▸ **Esercizi**
A. Nell'articolo sul potere delle parole, in quale università insegna Vera Gheno?
B. Per ognuna di queste frasi, di' se va d'accordo con l'articolo sul potere delle parole: (i) la lingua è una faccenda che riguarda solo gli accademici; (ii) la capacità linguistica viene paragonata a un muscolo; (iii) il libro di Vera Gheno si intitola "Potere alle parole".
C. Prosegui l'articolo sul potere delle parole partendo dal punto in cui finisce.

Il potere delle parole: la lingua italiana è viva e si evolve

Il potere delle parole: la lingua italiana è viva e si evolve

Le parole hanno un potere. Direi anzi un superpotere, che regola le relazioni umane e definisce l’individuo. Vera Gheno è una sociolinguista, esperta di comunicazione digitale, docente all’Università di Firenze, collaboratrice di lungo corso con l’Accademia della Crusca. Vera è la voce che emerge in mezzo al coro, quella che si riconosce anche senza avere un orecchio esperto. Da leggere assolutamente il suo libro “Potere alle parole”, un viaggio nella società della comunicazione e nella storia della lingua italiana che, ci tranquillizza l’autrice, è viva e gode di buona salute.

E se è viva, lo dobbiamo ai suoi parlanti, nessuno escluso. Perché la lingua non è una questione riservata agli accademici. Chiariamo il concetto. Ognuno di noi ha il suo ruolo nella salvaguardia e nell’evoluzione della lingua italiana. La capacità linguistica è come un muscolo e va allenata. La lingua, con i suoi codici e convenzioni, va presa per mano e alimentata, sempre, rispettandola ma adattandola ai tempi e ai bisogni attuali.

▸ **Informazioni sulla fonte**
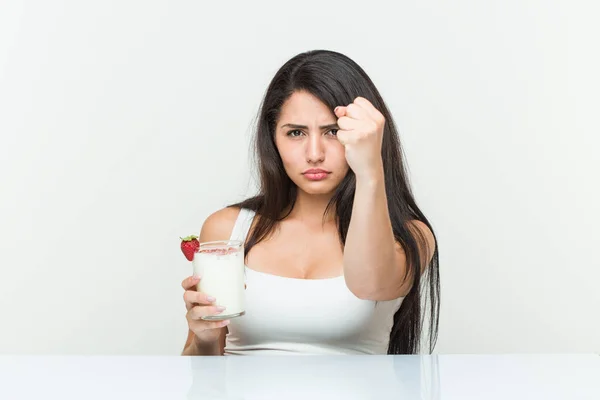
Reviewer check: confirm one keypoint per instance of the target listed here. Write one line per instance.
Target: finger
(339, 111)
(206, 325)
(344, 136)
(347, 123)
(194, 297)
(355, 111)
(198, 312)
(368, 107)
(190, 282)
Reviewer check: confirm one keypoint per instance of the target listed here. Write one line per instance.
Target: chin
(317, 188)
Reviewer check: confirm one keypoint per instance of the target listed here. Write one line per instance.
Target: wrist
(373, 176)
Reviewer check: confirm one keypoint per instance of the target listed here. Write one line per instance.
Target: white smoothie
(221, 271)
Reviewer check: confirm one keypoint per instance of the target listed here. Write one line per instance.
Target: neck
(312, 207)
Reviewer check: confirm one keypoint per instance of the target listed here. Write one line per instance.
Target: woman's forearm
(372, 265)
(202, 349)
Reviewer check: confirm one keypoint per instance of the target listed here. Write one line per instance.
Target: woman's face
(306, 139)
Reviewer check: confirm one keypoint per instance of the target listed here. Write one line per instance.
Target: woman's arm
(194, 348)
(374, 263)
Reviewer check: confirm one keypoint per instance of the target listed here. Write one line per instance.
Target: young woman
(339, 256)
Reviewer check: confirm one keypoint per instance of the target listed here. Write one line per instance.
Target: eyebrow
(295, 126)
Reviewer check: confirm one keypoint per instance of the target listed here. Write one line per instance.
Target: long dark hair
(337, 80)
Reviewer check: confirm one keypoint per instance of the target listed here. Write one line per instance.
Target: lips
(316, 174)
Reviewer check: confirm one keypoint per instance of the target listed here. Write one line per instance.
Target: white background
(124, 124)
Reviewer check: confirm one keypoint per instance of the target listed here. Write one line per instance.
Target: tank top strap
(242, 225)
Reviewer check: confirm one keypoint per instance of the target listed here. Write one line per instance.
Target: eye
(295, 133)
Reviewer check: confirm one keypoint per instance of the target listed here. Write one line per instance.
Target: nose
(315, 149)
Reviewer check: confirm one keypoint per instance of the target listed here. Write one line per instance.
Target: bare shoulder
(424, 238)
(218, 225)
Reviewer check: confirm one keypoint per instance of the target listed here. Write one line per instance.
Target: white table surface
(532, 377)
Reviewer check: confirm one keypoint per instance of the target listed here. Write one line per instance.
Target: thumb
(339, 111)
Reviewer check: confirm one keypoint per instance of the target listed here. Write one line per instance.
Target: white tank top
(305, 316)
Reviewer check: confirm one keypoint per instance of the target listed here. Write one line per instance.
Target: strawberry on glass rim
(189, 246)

---

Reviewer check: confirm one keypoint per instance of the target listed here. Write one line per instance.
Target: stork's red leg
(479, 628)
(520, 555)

▸ **Soluzioni**
A. All'Università di Firenze.

B.
(i) No: "la lingua non è una questione riservata agli accademici".
(ii) Sì: "La capacità linguistica è come un muscolo e va allenata".
(iii) Sì: "il suo libro “Potere alle parole”".

C.
Padroneggiare gli strumenti linguistici ci consente di scegliere le parole giuste in ogni situazione. La vera libertà di una persona, dice Gheno, passa dalla conquista delle parole. Più le padroneggiamo, più la nostra partecipazione alla società della comunicazione sarà completa e soddisfacente.

Citazione dal libro Potere alle parole di Vera Gheno: la libertà di una persona passa dalla conquista delle parle.

 

Vi siete mai chiesti perché parliamo? Gheno spiega che il linguaggio ha basi biologiche e i nostri antenati hanno sviluppato un codice per trasmettere le informazioni. La lingua serve per definire sé stessi, descrivere il mondo, comunicare con gli altri. Se vi chiedono che cos’è una lingua, potete rispondere che è un codice condiviso da una comunità di parlanti che dà origine a testi, sia scritti sia parlati.

Dentro di noi abbiamo una parte innata del linguaggio. Gli stimoli esterni e la convivenza fanno il resto. Noi italiani siamo fortunati perché nasciamo e cresciamo con la predisposizione al bilinguismo, grazie ai dialetti. Nell’epoca attuale, il cittadino italiano perfetto, fa notare Vera Gheno, dovrebbe puntare a essere almeno trilingue: padroneggiare l’italiano, conservare il proprio dialetto e conoscere una lingua straniera.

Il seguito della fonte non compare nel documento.